#### PÁGINA:
Doctor en Filosofía por la Universidad Pontificia de Comillas (Madrid, España). Actualmente es profesor en la Pontificia Universidad Católica del Perú y en la Universidad Antonio Ruiz de Montoya. Es autor de los libros Tiempo de Memoria.


1.- La controversia sobre la presencia de la Iglesia en la vida pública.

Hace pocas semanas el Presidente de la República invitó a conversar a Monseñor Pedro Barreto, Obispo de Huancayo y Cardenal de la Iglesia católica. Quería intercambiar ideas con el obispo jesuita sobre la situación del país. El mandatario le aseguró que estaba dispuesto a asumir un “cambio de rumbo” en su gobierno que implicaría conformar un gabinete de amplia convocatoria, que incluyese a profesionales de prestigio y de reconocida calidad moral. Un gabinete plural que genere confianza y respeto, en contraste con las malas designaciones y la ausencia de norte de los primeros meses. El Presidente indicó que tomaría distancia de los malos asesores y de cualquier asomo de sectarismo o de compromisos con políticos cuestionados. En una siguiente reunión participó Max Hernández, representando al Acuerdo Nacional. Tanto el Cardenal como el psicoanalista hicieron declaraciones a la prensa, señalando con entusiasmo que el Presidente había confirmado que la decisión estaba tomada y que en los próximos días se iniciaría este proceso.

#### QUÉ HACER:
A) Transcribe el fragmento del texto sobre la Iglesia en la vida pública entre "Doctor en Filosofía" y "Tiempo de Memoria.", ambos incluidos.
B) Escribe el tramo que sigue del texto sobre la Iglesia en la vida pública, a partir de su última oración.
Las filas no intervienen en esto.

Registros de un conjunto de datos
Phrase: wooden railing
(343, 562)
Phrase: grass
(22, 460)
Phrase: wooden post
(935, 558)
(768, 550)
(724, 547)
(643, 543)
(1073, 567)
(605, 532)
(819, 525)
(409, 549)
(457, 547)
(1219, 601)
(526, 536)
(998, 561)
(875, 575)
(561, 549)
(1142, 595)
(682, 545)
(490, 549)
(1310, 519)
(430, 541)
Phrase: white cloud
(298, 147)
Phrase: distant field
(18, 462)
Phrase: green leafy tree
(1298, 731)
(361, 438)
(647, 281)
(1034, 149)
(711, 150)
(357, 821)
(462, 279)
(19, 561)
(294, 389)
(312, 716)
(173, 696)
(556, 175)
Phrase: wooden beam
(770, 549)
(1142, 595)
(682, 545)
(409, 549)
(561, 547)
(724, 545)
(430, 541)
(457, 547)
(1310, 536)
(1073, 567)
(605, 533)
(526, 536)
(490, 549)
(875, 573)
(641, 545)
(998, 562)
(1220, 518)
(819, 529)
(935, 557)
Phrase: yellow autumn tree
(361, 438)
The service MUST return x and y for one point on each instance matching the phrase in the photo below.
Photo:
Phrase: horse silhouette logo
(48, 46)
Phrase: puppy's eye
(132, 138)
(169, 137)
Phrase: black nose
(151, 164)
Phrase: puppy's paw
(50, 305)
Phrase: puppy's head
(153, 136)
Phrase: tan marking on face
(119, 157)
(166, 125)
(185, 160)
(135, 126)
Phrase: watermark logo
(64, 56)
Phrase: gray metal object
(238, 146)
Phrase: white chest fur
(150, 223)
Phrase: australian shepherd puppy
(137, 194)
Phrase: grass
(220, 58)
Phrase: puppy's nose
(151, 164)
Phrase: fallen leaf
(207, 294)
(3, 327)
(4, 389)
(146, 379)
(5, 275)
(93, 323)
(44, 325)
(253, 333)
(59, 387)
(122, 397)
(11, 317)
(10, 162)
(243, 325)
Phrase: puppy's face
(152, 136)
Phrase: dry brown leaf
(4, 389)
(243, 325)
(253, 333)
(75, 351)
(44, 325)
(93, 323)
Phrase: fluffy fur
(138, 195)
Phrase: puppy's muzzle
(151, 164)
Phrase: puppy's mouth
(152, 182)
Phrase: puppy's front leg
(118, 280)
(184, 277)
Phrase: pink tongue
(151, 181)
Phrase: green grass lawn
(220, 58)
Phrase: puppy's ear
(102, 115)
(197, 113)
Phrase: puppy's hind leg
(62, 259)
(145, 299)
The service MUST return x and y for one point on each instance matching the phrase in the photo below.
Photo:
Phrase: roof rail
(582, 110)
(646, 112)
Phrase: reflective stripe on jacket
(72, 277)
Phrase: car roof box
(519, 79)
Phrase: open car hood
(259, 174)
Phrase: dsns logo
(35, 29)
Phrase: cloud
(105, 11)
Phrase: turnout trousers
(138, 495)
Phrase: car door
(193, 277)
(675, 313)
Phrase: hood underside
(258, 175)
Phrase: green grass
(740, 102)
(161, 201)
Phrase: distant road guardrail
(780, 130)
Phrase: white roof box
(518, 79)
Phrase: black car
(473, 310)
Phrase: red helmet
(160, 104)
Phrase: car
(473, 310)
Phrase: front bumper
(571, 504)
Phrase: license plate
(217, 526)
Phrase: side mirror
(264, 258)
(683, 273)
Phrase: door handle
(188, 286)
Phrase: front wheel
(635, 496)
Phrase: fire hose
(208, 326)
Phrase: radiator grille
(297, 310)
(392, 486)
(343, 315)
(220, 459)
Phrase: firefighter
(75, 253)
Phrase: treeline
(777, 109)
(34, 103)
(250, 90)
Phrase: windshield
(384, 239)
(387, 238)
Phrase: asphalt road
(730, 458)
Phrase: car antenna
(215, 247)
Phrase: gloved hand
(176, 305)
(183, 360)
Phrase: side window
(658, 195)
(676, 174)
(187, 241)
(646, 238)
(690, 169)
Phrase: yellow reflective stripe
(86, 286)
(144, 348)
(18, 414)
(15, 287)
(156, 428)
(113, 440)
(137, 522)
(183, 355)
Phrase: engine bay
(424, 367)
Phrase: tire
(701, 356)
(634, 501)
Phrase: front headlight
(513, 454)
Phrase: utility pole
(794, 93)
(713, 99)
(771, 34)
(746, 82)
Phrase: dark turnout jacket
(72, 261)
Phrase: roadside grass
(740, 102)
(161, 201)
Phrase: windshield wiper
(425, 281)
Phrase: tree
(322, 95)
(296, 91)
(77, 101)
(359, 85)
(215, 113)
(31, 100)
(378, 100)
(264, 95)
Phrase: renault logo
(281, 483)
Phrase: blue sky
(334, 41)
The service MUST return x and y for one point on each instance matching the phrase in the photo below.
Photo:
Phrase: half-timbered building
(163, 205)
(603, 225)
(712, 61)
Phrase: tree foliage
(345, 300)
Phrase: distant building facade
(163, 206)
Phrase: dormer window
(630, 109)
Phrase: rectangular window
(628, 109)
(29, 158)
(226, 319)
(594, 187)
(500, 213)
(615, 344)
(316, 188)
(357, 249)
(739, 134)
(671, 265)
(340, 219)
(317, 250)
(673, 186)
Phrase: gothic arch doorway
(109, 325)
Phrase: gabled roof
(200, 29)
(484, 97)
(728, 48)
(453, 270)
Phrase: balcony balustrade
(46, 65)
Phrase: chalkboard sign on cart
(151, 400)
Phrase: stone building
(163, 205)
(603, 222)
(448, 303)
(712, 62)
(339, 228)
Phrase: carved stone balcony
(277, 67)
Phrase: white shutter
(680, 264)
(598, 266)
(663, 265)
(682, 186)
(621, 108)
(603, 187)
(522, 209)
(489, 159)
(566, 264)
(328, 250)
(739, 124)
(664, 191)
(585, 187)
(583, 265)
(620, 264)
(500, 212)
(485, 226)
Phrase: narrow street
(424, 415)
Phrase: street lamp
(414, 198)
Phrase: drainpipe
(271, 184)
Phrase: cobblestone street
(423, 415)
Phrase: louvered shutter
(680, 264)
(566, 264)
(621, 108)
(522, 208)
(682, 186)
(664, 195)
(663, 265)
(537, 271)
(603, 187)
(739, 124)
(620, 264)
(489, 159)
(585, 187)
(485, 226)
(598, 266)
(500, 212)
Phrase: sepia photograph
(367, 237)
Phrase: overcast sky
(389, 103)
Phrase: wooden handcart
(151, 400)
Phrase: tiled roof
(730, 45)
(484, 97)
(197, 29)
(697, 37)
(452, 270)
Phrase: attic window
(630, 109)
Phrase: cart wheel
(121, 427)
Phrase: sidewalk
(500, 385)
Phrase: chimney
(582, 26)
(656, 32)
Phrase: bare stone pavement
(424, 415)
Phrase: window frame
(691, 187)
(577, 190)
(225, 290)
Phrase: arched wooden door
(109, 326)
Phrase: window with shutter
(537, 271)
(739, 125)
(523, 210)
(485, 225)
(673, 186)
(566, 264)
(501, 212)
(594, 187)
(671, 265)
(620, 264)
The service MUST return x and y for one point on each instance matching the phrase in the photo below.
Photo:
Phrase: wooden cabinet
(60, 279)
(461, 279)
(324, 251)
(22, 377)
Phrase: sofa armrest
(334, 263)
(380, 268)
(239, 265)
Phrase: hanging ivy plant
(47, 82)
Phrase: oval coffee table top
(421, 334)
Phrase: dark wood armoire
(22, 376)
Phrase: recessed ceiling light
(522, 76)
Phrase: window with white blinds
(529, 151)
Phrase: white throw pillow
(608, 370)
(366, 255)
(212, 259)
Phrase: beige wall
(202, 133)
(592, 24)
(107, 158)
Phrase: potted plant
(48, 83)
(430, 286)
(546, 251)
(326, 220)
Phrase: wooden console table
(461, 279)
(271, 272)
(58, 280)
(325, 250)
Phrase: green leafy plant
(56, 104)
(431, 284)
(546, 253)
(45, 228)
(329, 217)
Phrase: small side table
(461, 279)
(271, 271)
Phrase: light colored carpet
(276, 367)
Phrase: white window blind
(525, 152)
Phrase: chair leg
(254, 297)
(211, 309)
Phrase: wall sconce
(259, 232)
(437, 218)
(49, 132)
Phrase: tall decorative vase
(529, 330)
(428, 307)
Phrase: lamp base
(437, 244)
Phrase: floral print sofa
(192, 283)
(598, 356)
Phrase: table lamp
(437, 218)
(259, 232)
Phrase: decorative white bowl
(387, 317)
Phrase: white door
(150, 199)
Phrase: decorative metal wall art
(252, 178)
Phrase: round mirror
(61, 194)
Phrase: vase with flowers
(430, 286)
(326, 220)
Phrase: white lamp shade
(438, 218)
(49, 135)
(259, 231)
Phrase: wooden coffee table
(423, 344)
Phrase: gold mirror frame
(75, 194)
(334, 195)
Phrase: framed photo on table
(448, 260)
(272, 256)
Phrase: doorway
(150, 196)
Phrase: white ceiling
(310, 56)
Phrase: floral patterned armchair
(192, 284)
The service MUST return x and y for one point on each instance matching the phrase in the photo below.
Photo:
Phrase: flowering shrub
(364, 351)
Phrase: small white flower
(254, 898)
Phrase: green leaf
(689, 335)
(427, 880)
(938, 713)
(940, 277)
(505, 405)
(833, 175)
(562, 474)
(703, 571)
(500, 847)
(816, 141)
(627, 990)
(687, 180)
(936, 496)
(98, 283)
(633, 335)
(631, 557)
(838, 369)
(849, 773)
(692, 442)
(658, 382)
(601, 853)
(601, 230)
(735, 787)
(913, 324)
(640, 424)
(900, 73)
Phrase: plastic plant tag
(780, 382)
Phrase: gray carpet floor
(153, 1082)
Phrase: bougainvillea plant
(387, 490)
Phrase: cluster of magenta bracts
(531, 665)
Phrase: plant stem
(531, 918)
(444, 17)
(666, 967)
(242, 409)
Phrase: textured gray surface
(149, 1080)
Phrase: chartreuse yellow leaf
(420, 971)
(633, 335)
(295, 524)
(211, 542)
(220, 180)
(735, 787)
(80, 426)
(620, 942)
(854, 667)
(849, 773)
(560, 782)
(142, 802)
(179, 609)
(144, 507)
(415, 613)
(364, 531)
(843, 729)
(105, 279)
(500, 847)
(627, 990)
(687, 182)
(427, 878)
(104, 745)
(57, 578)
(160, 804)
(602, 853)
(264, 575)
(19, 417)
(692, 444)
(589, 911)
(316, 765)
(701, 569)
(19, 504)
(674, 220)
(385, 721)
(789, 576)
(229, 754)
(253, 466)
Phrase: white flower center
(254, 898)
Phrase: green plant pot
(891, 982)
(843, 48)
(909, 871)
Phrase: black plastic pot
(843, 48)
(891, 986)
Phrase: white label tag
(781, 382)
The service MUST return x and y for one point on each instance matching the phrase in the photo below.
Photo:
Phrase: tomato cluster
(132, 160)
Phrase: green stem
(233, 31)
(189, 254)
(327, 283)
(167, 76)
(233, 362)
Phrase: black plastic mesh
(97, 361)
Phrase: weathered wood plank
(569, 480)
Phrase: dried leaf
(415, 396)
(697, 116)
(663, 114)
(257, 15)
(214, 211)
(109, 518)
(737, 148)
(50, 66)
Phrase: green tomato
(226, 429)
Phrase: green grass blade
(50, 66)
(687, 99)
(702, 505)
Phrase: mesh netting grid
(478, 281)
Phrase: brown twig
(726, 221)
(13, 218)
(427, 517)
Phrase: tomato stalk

#### RESPUESTAS:
A)
Doctor en Filosofía por la Universidad Pontificia de Comillas (Madrid, España). Actualmente es profesor en la Pontificia Universidad Católica del Perú y en la Universidad Antonio Ruiz de Montoya. Es autor de los libros Tiempo de Memoria.

B)
Como era de esperarse, la noticia no fue bien recibida por los principales mentores y operarios del gobierno, que adujeron que existía una presunta asonada de carácter colonial, un supuesto “golpe eclesiástico”. El Primer ministro Aníbal Torres incluso fue más allá. Llamó a Barreto “Valverde”, aludiendo al clérigo que llegó con Pizarro y tendió una celada a Atahualpa para favorecer el ataque de los conquistadores en Cajamarca. Asimismo, calificó al Cardenal como “miserable”, aunque luego intentó encubrir engañosamente el agravio con una cita de una frase popular. Torres acusó a Barreto y a Hernández de servir a “la ultraderecha”, en la medida en que ambos propiciaban una solución de consenso a la crisis política para preservar el régimen democrático. Extraña manera de responder a quienes han tendido la mano al Presidente para contribuir a asegurar la estabilidad del país en medio de una crisis.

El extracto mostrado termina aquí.